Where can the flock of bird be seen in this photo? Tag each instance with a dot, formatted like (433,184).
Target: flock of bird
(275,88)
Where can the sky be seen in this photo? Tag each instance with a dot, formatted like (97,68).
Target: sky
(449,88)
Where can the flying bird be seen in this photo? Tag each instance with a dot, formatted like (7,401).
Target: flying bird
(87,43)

---

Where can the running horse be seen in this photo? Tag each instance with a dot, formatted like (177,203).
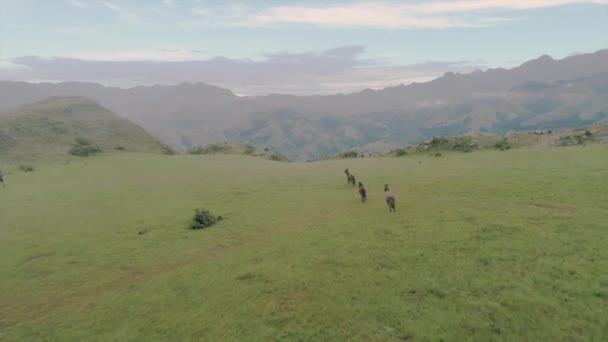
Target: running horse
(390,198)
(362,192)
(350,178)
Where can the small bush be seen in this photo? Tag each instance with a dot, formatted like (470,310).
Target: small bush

▶ What you need to do
The lines above that hold the string "photo" are to be located and copied.

▶ Written reply
Where can the flock of bird be seen in this photo? Tag each instance with a dot, formatted like (433,184).
Where can the sky be seen in this photo? Tag each instance with a dot, formatted like (97,68).
Where can the flying bird be seen in this photo? Tag each instance with a dot, formatted like (7,401).
Where can the running horse be seen in this photo? Tag each instance with a dot, formatted like (177,203).
Where can the small bush be seen in this photo? Tag each instance with a dot, formatted like (470,310).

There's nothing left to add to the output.